== Do this ==
Count the lines in the listing below that contain the string "wheel", treating uppercase and lowercase as different. Reply with the number alone.

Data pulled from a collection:
<<<<
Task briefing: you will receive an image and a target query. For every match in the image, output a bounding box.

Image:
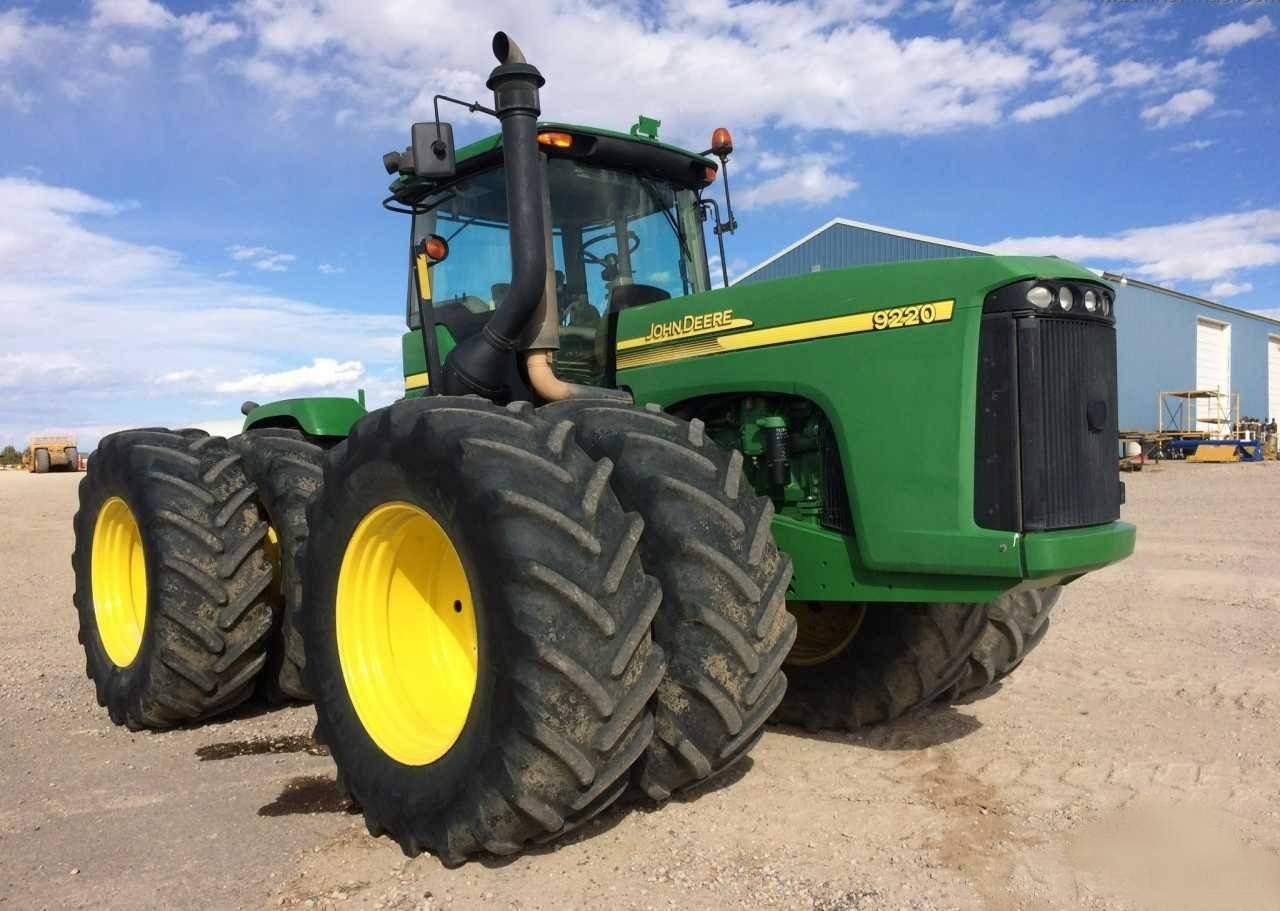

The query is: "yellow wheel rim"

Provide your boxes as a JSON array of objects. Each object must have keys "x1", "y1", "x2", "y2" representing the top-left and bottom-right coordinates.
[
  {"x1": 335, "y1": 502, "x2": 479, "y2": 765},
  {"x1": 90, "y1": 496, "x2": 147, "y2": 668},
  {"x1": 786, "y1": 601, "x2": 867, "y2": 668}
]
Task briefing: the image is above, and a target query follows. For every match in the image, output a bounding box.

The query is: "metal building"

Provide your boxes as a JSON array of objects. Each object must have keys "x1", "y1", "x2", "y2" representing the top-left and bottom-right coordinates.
[{"x1": 733, "y1": 219, "x2": 1280, "y2": 430}]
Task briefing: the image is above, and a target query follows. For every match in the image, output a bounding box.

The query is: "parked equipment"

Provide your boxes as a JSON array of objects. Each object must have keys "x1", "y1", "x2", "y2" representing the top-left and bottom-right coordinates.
[
  {"x1": 22, "y1": 436, "x2": 79, "y2": 475},
  {"x1": 76, "y1": 33, "x2": 1134, "y2": 864}
]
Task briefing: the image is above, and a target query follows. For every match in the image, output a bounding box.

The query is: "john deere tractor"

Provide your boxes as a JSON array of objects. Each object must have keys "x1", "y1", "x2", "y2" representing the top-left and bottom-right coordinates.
[{"x1": 74, "y1": 33, "x2": 1134, "y2": 864}]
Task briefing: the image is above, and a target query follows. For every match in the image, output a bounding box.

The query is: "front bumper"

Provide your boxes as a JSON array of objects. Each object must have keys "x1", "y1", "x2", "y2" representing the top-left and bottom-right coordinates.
[
  {"x1": 773, "y1": 516, "x2": 1137, "y2": 603},
  {"x1": 1023, "y1": 522, "x2": 1138, "y2": 578}
]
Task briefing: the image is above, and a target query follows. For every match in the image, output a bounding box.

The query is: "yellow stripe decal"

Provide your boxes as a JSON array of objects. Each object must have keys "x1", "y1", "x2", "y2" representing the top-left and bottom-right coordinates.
[
  {"x1": 618, "y1": 301, "x2": 956, "y2": 370},
  {"x1": 618, "y1": 313, "x2": 751, "y2": 351},
  {"x1": 416, "y1": 253, "x2": 431, "y2": 301}
]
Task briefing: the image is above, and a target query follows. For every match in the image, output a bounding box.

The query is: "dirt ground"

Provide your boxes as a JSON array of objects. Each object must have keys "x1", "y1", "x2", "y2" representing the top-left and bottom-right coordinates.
[{"x1": 0, "y1": 463, "x2": 1280, "y2": 911}]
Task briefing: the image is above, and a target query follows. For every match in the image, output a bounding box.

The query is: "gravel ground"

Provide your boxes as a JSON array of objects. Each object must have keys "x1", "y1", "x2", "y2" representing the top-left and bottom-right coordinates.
[{"x1": 0, "y1": 463, "x2": 1280, "y2": 911}]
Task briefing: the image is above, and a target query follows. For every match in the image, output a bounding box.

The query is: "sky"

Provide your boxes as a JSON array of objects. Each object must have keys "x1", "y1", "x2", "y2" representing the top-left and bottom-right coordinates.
[{"x1": 0, "y1": 0, "x2": 1280, "y2": 450}]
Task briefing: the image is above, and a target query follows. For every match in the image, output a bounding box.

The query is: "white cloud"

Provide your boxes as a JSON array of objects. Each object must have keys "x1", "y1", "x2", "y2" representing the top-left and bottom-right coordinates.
[
  {"x1": 106, "y1": 42, "x2": 151, "y2": 69},
  {"x1": 1012, "y1": 84, "x2": 1102, "y2": 123},
  {"x1": 737, "y1": 155, "x2": 858, "y2": 209},
  {"x1": 0, "y1": 178, "x2": 404, "y2": 450},
  {"x1": 1208, "y1": 281, "x2": 1253, "y2": 301},
  {"x1": 222, "y1": 0, "x2": 1032, "y2": 142},
  {"x1": 1199, "y1": 15, "x2": 1275, "y2": 54},
  {"x1": 991, "y1": 209, "x2": 1280, "y2": 281},
  {"x1": 215, "y1": 357, "x2": 365, "y2": 395},
  {"x1": 1107, "y1": 60, "x2": 1162, "y2": 88},
  {"x1": 178, "y1": 13, "x2": 243, "y2": 54},
  {"x1": 1009, "y1": 19, "x2": 1068, "y2": 51},
  {"x1": 1142, "y1": 88, "x2": 1216, "y2": 129},
  {"x1": 227, "y1": 243, "x2": 298, "y2": 273},
  {"x1": 93, "y1": 0, "x2": 174, "y2": 29}
]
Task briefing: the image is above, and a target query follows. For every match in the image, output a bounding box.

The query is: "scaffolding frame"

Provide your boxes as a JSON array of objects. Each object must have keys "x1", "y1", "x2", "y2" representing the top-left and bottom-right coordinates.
[{"x1": 1156, "y1": 389, "x2": 1240, "y2": 440}]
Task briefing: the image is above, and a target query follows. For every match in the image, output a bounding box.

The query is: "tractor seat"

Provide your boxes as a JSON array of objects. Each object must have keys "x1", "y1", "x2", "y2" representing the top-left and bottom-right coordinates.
[
  {"x1": 435, "y1": 301, "x2": 493, "y2": 342},
  {"x1": 609, "y1": 285, "x2": 671, "y2": 313}
]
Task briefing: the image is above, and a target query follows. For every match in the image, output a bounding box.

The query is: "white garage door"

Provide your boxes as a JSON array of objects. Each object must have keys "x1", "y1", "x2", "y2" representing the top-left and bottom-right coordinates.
[
  {"x1": 1196, "y1": 316, "x2": 1231, "y2": 434},
  {"x1": 1267, "y1": 335, "x2": 1280, "y2": 420}
]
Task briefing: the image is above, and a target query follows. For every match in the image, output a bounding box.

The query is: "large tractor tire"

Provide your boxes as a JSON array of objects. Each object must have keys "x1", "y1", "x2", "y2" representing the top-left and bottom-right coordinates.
[
  {"x1": 302, "y1": 397, "x2": 666, "y2": 865},
  {"x1": 940, "y1": 585, "x2": 1062, "y2": 701},
  {"x1": 773, "y1": 603, "x2": 987, "y2": 731},
  {"x1": 230, "y1": 427, "x2": 324, "y2": 704},
  {"x1": 72, "y1": 430, "x2": 274, "y2": 729},
  {"x1": 541, "y1": 400, "x2": 796, "y2": 800}
]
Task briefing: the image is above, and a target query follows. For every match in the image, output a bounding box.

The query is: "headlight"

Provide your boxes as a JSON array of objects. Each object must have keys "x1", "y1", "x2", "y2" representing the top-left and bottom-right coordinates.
[{"x1": 1027, "y1": 285, "x2": 1053, "y2": 310}]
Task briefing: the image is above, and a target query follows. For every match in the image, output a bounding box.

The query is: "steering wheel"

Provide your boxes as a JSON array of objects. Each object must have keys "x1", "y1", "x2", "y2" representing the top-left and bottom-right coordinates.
[{"x1": 581, "y1": 230, "x2": 640, "y2": 267}]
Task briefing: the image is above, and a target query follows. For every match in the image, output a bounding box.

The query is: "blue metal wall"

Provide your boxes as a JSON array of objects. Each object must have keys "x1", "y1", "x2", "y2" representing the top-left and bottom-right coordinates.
[
  {"x1": 740, "y1": 224, "x2": 983, "y2": 284},
  {"x1": 740, "y1": 224, "x2": 1280, "y2": 430},
  {"x1": 1115, "y1": 284, "x2": 1280, "y2": 430}
]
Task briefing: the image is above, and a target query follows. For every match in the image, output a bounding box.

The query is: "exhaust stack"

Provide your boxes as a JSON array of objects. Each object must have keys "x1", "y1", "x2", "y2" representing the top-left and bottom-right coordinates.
[{"x1": 443, "y1": 32, "x2": 547, "y2": 399}]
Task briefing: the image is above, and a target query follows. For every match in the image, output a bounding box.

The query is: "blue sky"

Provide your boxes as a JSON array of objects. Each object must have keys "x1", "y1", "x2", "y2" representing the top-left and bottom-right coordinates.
[{"x1": 0, "y1": 0, "x2": 1280, "y2": 448}]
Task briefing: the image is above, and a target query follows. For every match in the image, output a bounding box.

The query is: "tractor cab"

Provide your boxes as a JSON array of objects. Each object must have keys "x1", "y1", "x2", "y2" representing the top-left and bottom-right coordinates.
[{"x1": 388, "y1": 118, "x2": 718, "y2": 386}]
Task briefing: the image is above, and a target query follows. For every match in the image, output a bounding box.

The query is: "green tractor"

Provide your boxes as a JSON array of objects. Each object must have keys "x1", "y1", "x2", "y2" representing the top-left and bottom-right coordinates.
[{"x1": 73, "y1": 33, "x2": 1134, "y2": 864}]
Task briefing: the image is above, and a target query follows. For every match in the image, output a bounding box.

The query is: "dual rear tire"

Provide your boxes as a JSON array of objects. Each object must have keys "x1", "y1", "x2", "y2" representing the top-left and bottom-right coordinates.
[
  {"x1": 72, "y1": 429, "x2": 273, "y2": 729},
  {"x1": 305, "y1": 398, "x2": 666, "y2": 865}
]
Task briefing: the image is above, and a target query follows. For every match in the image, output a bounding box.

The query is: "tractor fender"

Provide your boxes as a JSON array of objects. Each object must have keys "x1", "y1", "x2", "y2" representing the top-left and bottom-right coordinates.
[{"x1": 244, "y1": 395, "x2": 369, "y2": 438}]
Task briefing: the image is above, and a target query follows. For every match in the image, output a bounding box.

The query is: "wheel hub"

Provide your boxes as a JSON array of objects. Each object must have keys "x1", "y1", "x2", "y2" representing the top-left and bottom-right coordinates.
[
  {"x1": 90, "y1": 496, "x2": 147, "y2": 668},
  {"x1": 335, "y1": 502, "x2": 479, "y2": 765}
]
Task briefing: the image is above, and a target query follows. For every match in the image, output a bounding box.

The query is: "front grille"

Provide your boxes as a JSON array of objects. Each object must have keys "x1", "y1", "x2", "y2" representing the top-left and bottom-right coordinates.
[
  {"x1": 1018, "y1": 319, "x2": 1120, "y2": 531},
  {"x1": 974, "y1": 289, "x2": 1121, "y2": 531}
]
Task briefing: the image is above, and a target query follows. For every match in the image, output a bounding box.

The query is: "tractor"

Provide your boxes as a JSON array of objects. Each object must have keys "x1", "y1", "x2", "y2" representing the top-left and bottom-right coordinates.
[{"x1": 73, "y1": 33, "x2": 1135, "y2": 865}]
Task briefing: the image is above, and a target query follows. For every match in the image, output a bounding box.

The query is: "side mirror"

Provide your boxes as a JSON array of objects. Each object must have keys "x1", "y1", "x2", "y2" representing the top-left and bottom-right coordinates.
[{"x1": 411, "y1": 120, "x2": 458, "y2": 179}]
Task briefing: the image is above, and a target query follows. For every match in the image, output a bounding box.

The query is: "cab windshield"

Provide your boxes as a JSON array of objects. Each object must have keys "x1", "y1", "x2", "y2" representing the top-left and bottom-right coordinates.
[{"x1": 408, "y1": 159, "x2": 710, "y2": 384}]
>>>>
== The output ==
3